▶ **Tasks**:
1) Retype the review of "The Peaceful Pill Handbook" word for word, everything from "It would be" down to "in his book.".
2) According to the review of "The Peaceful Pill Handbook," what group did the book's author found?

▶ **Given text**:
= = = = =
Tuesday, July 29, 2008

Review: The Peaceful Pill Handbook

Title of the article: In Tijuana, a Market for Death in a Bottle
Source: The New York Times
http://www.nytimes.com/2008/07/21/world/americas/21tijuana.html?pagewanted=1&ei=5087&em&en=7a39725c70e25908&ex=1216958400
Date of Publication: July 21, 2008
Author: MARC LACEY.

Garcia Fernandez, Gabriela.

It would be rather difficult to believe that you can find advices of how to commit suicide in a book, but it is true. “The Peaceful Pill Handbook” by Phillip Nitschke, is a book that lays out methods to end one’s life. Its author is the founder of Exit International, an Australian group that helps people who want to end their lives. It is banned in Australia and in New Zeeland. Anyway, its advices have already “helped” many people to committe suicide.
One of the book’s most popular advices is to buy Mexican Pentobarbital, a barbiturate commonly known as Nembutal. The drug, literally takes a person’s breath away and it can kill by putting people to sleep. It is tightly regulated in most countries but in Mexico, the drug is “readily available” says P. Nietschke in his book.
It is no surprising how easy is to buy the drug in Mexico, if we take into account that it is a country which has a huge problem of contraband. It is presicely in Tijuana pets' shops where Nembutal can be bought in small bottles of its concentrated liquid form. Once widely available as a sleep aid, this drug is now used mostly to anesthetize animals for surgery and to euthanize them.
Considered as “the most trouble-free and painless form of suicide” by P.Nitschke, Nembutal goes in brand names like Sedal-Vet, Sedalphorte and Barbithal. People who buy the drug are known as “death tourists”. They visit the veterinary pharmacies in Tijuana, Mexico, paying as little as 30 dollars for a dose. Some of them show the shops’ owners one of the many photos of bottles of Nembutal provided in Mr. Nitschke’s book. And although pet shops owners acknowledge that foreigners regularly inquire about the drug, they assumed “the customers were using it to end the lives of their animals”.
= = = = =
▶ **Given entries**:
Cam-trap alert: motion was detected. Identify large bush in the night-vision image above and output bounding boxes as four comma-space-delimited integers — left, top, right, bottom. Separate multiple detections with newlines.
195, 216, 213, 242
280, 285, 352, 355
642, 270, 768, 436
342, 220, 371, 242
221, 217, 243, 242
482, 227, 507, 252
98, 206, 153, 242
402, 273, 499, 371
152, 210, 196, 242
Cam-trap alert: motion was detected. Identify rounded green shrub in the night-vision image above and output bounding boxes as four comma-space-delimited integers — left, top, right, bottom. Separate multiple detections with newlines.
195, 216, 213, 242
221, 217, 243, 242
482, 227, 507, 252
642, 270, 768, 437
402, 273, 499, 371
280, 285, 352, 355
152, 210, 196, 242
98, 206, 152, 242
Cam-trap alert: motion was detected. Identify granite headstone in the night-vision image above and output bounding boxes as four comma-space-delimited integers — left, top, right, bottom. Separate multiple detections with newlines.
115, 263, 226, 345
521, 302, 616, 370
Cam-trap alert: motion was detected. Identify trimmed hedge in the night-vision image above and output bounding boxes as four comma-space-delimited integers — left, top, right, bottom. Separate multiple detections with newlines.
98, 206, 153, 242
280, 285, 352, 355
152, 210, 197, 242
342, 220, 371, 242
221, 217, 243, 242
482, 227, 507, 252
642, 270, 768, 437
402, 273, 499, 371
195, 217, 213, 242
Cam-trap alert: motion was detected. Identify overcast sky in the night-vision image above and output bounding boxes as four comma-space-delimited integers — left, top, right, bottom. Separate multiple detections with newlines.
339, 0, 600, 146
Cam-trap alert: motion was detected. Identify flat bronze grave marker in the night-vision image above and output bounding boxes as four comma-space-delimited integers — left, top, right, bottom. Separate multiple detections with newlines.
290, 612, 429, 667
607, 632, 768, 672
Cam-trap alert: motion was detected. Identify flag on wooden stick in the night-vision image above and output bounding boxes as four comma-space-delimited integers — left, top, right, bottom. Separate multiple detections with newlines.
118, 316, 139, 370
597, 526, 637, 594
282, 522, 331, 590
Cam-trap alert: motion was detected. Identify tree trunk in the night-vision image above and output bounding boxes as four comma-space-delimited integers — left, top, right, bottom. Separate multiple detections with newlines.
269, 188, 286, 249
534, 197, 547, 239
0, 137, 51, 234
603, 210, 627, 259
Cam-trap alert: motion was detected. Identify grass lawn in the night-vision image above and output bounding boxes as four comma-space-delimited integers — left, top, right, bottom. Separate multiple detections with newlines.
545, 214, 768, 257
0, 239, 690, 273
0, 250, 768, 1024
= = = = =
▶ **Solved tasks**:
1)
It would be rather difficult to believe that you can find advices of how to commit suicide in a book, but it is true. “The Peaceful Pill Handbook” by Phillip Nitschke, is a book that lays out methods to end one’s life. Its author is the founder of Exit International, an Australian group that helps people who want to end their lives. It is banned in Australia and in New Zeeland. Anyway, its advices have already “helped” many people to committe suicide.
One of the book’s most popular advices is to buy Mexican Pentobarbital, a barbiturate commonly known as Nembutal. The drug, literally takes a person’s breath away and it can kill by putting people to sleep. It is tightly regulated in most countries but in Mexico, the drug is “readily available” says P. Nietschke in his book.

2) Exit International